Required work:
1/ Which three banks does the investment interview name as holdings of the Edinburgh Investment Trust?
2/ Continue the investment interview with Merryn and James from its final line.
*** Study text ***
And I suppose there have been a lot of announcements, but actually perhaps there hasn’t been a lot of actual decisions on how it’s all going to be funded. But I do think we are seeing a notch-up in the defence, up the priorities, if that makes sense.

Merryn: Yes. Let’s talk briefly about the banks in the portfolio. You have quite heavy exposure to financials in the UK.

James: Yes. I think banks are interesting because there’s been a massive amount of muscle memory, I think, in banks. Because you just have to chuck up a chart of the period for NatWest, and that was obviously what was RBS over the period 2008 to now, to realise that it’s been pretty hard yards. But I think underneath the surface, what we’ve also seen, obviously, is these companies change immeasurably.

You’ve effectively seen regulators, quite rightly, push substantial amounts of regulatory capital into the businesses, and the net result is what is emerging is pretty strong businesses that, if you like, have been war-gaming pretty tough times for a long old time. You just have to look at those stress tests.

And these businesses have pretty high market shares, pretty good returns now, and trade at low valuations. And I think what the market, perhaps, is missing is that if you think about how a bank makes its money, in the old world, you used to make quite a lot of money on deposits, and then you also make money on your loans, and actually the deposit side hasn’t really been working, for all the obvious reasons. Whereas, more recently, obviously you’re seeing slight, gentle upgrades on that.

And so, for the first time in a long while, you’re really seeing the beginnings of growth in net income that isn’t really driven just by cost-cutting. And so what you’re seeing is profits likely to rise. 

The good news is that those profits, in large part, are distributable, and so you’re likely to see, as we are seeing at the moment, decent amounts of buybacks and decent amounts of dividend flow. And you’re seeing that, for example, in NatWest Group, you’re seeing that in Standard Chartered, you’re seeing that in HSBC, which are the three we hold in the Edinburgh Investment Trust.

Merryn: We are running out of time, but I wanted to ask you, before we end, about inflation in general, because we mentioned earlier that the portfolio seems to have a degree of inflation protection built in. What’s your view on inflation over the next year or so? Are you a semi-transient person or a high-for-longer person?
*** End of Study text ***
*** Data extract ***
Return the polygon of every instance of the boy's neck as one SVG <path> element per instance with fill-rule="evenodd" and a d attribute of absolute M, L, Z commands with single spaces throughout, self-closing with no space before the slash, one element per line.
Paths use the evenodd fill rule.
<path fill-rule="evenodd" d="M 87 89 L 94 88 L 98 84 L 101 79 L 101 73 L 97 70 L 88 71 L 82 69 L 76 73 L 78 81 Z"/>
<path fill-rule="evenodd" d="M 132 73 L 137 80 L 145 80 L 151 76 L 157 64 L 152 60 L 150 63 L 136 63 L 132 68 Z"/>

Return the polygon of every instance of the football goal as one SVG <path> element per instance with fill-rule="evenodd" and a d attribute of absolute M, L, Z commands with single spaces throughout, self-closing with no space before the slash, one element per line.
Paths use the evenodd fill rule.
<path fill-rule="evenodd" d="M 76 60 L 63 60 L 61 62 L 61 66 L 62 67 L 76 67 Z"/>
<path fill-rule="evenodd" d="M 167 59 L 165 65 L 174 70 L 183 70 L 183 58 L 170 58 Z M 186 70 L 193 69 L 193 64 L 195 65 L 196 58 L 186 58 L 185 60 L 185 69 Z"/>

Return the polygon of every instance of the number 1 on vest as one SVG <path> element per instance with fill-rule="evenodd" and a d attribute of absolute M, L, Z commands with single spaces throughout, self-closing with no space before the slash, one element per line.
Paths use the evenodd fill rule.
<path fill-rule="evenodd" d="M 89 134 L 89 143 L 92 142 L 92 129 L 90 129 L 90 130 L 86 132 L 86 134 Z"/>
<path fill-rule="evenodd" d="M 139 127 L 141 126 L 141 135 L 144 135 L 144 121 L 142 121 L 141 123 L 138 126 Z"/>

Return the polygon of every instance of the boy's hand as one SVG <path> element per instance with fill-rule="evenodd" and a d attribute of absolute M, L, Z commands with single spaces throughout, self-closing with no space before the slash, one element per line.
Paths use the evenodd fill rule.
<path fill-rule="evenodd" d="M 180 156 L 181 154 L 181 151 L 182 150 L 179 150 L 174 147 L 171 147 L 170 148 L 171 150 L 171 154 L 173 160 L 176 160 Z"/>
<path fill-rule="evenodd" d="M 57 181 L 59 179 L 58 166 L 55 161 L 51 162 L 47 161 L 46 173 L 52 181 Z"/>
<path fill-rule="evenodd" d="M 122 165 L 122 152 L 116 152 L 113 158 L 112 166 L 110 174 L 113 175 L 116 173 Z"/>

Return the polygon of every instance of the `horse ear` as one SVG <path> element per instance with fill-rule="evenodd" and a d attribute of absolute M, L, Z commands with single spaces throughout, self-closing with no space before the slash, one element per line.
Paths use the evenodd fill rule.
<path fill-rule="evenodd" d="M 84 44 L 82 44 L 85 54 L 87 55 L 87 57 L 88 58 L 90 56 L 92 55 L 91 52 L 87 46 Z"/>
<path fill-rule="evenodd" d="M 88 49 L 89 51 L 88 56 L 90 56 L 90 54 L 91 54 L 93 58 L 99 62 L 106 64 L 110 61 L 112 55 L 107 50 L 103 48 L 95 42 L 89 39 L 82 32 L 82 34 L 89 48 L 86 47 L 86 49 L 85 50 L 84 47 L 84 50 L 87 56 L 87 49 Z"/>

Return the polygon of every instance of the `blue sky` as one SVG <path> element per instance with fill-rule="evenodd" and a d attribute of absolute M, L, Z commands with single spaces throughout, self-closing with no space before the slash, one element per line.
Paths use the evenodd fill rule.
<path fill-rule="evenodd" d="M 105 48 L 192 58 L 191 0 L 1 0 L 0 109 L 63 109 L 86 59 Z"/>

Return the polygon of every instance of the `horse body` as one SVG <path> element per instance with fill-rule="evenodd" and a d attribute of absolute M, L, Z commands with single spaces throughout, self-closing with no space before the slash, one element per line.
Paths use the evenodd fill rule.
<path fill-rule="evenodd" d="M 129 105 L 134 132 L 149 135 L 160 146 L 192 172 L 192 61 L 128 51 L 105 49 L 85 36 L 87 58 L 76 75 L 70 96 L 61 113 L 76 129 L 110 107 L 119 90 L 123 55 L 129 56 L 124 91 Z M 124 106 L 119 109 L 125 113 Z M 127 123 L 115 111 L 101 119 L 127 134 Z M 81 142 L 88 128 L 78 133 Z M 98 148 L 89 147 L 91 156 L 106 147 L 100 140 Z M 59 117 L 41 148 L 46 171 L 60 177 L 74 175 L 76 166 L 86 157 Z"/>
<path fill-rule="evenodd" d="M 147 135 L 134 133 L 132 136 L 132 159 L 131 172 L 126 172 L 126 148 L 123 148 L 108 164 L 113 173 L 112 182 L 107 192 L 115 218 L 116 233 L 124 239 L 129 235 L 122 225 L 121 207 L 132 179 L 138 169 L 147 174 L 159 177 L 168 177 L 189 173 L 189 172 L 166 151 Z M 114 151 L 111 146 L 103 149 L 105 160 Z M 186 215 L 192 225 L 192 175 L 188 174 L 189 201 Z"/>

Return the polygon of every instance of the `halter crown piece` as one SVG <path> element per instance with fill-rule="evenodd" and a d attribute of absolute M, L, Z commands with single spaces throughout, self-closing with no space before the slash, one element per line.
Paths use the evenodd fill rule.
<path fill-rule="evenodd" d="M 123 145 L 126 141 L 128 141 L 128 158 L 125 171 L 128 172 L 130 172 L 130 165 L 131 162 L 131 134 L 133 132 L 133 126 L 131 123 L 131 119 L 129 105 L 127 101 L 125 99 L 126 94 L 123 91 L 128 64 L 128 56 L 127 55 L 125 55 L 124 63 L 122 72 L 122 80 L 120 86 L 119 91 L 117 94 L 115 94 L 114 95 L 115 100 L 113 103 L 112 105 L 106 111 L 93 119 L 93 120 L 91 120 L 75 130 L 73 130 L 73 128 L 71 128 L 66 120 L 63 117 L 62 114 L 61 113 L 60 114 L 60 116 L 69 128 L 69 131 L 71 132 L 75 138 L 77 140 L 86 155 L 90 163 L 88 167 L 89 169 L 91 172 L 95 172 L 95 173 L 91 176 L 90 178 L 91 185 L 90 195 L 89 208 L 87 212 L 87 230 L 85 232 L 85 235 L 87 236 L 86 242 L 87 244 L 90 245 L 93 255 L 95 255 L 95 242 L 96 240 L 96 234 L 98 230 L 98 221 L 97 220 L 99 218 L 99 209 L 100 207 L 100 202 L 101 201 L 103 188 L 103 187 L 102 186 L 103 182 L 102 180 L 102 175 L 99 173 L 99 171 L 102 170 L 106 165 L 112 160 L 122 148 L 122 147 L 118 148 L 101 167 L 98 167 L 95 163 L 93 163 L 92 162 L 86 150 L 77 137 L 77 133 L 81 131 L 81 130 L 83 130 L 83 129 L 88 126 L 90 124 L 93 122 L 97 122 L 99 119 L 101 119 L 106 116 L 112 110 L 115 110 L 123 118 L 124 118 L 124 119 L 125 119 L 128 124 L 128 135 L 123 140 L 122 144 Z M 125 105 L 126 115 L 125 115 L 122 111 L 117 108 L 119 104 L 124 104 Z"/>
*** End of Data extract ***
Responses per task:
1/ NatWest Group, Standard Chartered and HSBC.

2/
James: I think we’ve got to get used to inflation running at a higher level than we’re used to. The rationale behind that would be de-globalisation, shortages and the like, but at the moment I think we’re moving at fever pitch for inflation, because what has also driven the excess, apart from the energy piece, has obviously been good price inflation, and I think with slightly tougher times, which we’re likely to experience, you’re likely to see that goods price inflation come off the boil.

So we’re at fever pitch at the moment, but I would sense that in a year or so’s time, we’ll come at an underlying rate of inflation that’s probably double what we’re used to, but not at the fever pitch level.

Merryn: You’re saying more 3% than 8%?

James: Yes, perhaps a bit more than that.

Merryn: So do you think that central banks are overreacting slightly, at the moment?

James: I think they’ve got a pretty tough job at the moment, but I think the Fed needs to… In the States, if you look at underlying inflation ex-energy, it’s running at quite a high level, so they really do need to tighten relatively aggressively. And I think they’re going at roughly the right pace.

Merryn: That’s amazing. Almost no one ever says that central banks are doing anything roughly right.

James: Well, I think they’ve got a tough job at the moment, and I think they’re doing their best. And I think they’re doing it at roughly the right pace.

Merryn: You might say they made their own bed.

James: Mmm.

Merryn: Mmm. James, thank you very much. That was absolutely fascinating, and also reassuring, I think, for investors in the UK. So thank you very much for joining us, I hope you will again in a year or so, and we can update where we are. Thank you.

James: Thank you, Merryn. I look forward to it. Thank you.